Bounding-box rows:
◆ ◆ ◆ ◆

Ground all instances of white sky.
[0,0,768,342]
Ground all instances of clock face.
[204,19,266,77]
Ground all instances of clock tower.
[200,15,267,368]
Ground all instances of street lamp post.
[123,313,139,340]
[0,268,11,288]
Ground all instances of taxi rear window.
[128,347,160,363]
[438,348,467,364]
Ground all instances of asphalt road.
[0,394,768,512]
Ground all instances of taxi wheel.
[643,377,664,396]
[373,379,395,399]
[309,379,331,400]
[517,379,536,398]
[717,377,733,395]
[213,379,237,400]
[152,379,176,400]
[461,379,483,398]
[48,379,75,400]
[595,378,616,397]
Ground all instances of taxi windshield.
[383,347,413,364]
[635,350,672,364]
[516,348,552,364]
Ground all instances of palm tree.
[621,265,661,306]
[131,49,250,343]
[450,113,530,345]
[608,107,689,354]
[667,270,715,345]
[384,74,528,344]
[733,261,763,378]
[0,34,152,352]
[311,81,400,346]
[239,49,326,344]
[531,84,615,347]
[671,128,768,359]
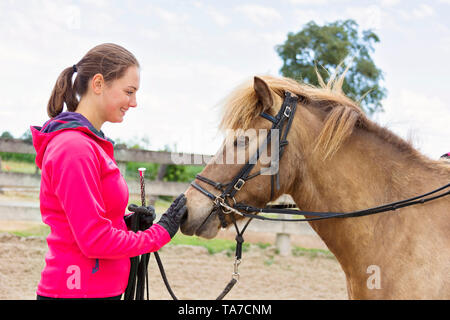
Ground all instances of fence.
[0,139,316,255]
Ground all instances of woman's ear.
[253,76,273,111]
[91,73,105,94]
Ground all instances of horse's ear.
[253,77,273,111]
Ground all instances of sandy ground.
[0,226,347,300]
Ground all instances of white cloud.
[380,0,401,7]
[289,0,329,5]
[374,89,450,159]
[412,3,434,19]
[236,4,281,27]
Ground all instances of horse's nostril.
[180,208,188,225]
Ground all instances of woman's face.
[102,66,140,122]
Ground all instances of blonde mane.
[219,73,430,159]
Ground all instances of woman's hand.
[124,204,156,231]
[157,194,187,238]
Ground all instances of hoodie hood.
[30,112,114,169]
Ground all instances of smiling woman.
[31,44,186,299]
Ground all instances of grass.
[5,224,50,237]
[292,246,335,259]
[2,160,37,174]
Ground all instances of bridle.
[191,91,298,233]
[185,92,450,298]
[191,91,450,225]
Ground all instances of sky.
[0,0,450,159]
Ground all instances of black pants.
[36,295,122,300]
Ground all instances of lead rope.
[154,210,252,300]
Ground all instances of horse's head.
[181,76,362,238]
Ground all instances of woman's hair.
[47,43,139,118]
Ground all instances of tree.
[276,20,386,114]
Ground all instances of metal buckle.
[231,259,241,281]
[233,179,245,191]
[284,106,292,118]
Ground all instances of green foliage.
[170,232,250,255]
[276,20,386,114]
[163,164,203,182]
[126,162,159,180]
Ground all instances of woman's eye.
[234,136,249,148]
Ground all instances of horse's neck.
[292,132,449,288]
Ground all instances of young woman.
[31,44,186,299]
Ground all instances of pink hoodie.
[31,112,170,298]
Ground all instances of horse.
[181,75,450,299]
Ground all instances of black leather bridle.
[191,91,450,225]
[191,91,298,233]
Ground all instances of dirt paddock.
[0,225,347,300]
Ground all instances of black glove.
[157,194,187,239]
[124,204,156,231]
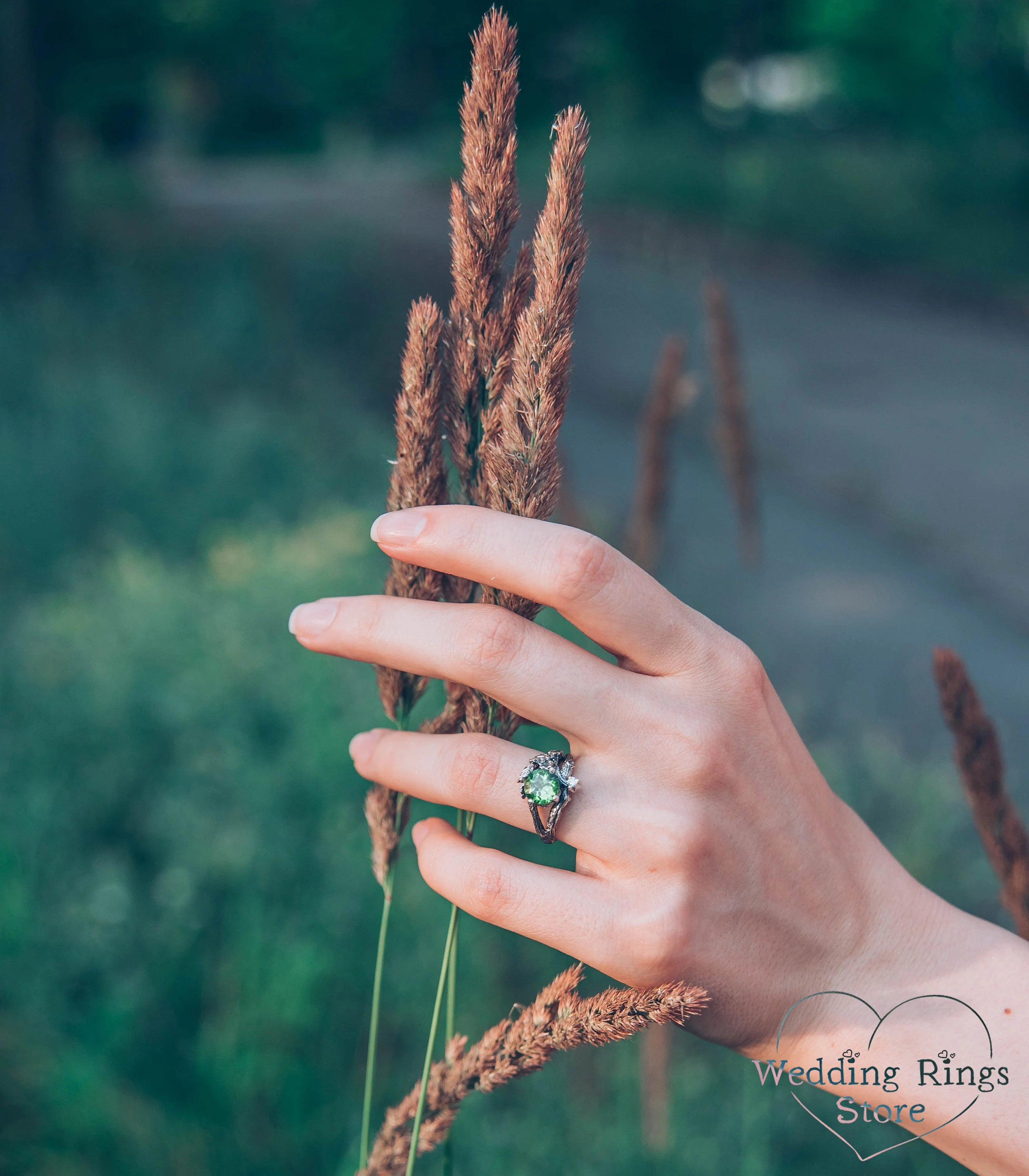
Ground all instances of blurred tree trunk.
[0,0,48,282]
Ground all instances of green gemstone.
[522,768,561,804]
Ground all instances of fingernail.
[289,596,340,637]
[372,509,427,547]
[350,727,386,763]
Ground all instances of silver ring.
[519,751,579,846]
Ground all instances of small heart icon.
[776,991,993,1162]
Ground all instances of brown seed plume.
[446,8,529,505]
[933,649,1029,940]
[376,298,447,720]
[487,106,589,546]
[365,784,410,888]
[359,964,707,1176]
[704,279,761,566]
[628,335,699,572]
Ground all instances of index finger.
[372,506,722,675]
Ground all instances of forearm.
[744,883,1029,1176]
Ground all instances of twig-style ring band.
[519,751,579,844]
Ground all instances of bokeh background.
[0,0,1029,1176]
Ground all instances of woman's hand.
[290,506,1029,1167]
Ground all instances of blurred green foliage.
[0,0,1029,1176]
[0,234,995,1176]
[38,0,1029,148]
[16,0,1029,288]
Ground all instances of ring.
[519,751,579,846]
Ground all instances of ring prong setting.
[519,751,579,843]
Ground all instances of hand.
[290,506,1027,1170]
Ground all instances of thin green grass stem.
[361,711,409,1168]
[361,867,393,1168]
[406,813,476,1176]
[406,903,457,1176]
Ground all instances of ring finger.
[350,728,610,857]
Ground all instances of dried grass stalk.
[704,279,761,566]
[486,106,589,550]
[365,784,410,889]
[446,8,529,505]
[628,335,699,572]
[376,298,447,721]
[933,649,1029,940]
[359,964,707,1176]
[640,1024,674,1155]
[432,30,588,736]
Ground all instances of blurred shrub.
[0,508,991,1176]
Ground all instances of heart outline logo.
[775,989,994,1163]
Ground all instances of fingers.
[412,817,616,968]
[289,596,630,742]
[350,728,610,856]
[372,506,721,674]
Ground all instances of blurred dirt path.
[151,156,1029,807]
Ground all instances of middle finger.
[350,727,614,857]
[289,596,636,747]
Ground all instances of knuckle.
[679,715,733,790]
[450,735,500,808]
[554,534,617,603]
[627,887,688,984]
[465,862,519,923]
[460,606,524,670]
[723,641,768,701]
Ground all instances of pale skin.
[290,506,1029,1176]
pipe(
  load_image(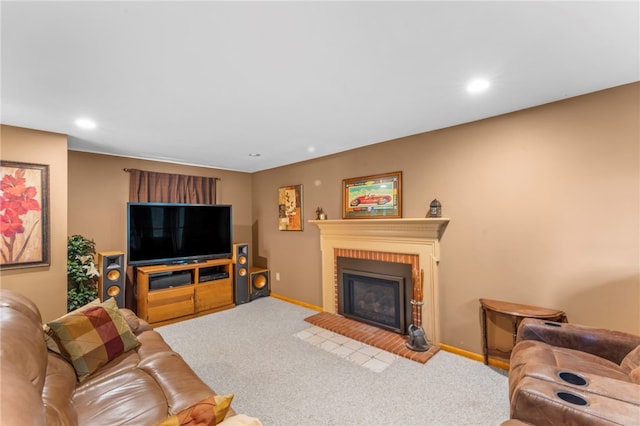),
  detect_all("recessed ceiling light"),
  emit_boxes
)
[76,118,96,130]
[467,78,491,93]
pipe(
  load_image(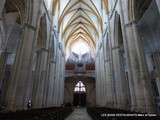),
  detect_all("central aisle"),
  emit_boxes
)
[66,108,92,120]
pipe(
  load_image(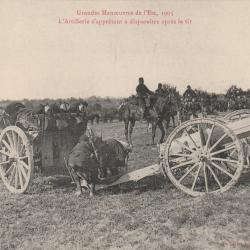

◆ ◆ ◆ ◆

> Written instruction
Please echo everything from the line containing "Ground all instances of fence." down to the line containing "[0,226,347,300]", with both of those lines included.

> Problem solution
Ground all instances of fence.
[0,139,316,255]
Ground all instances of woman's ear.
[253,76,273,111]
[91,73,105,94]
Ground all instances of horse's ear.
[253,77,273,111]
Ground all instances of sandy ground.
[0,226,347,300]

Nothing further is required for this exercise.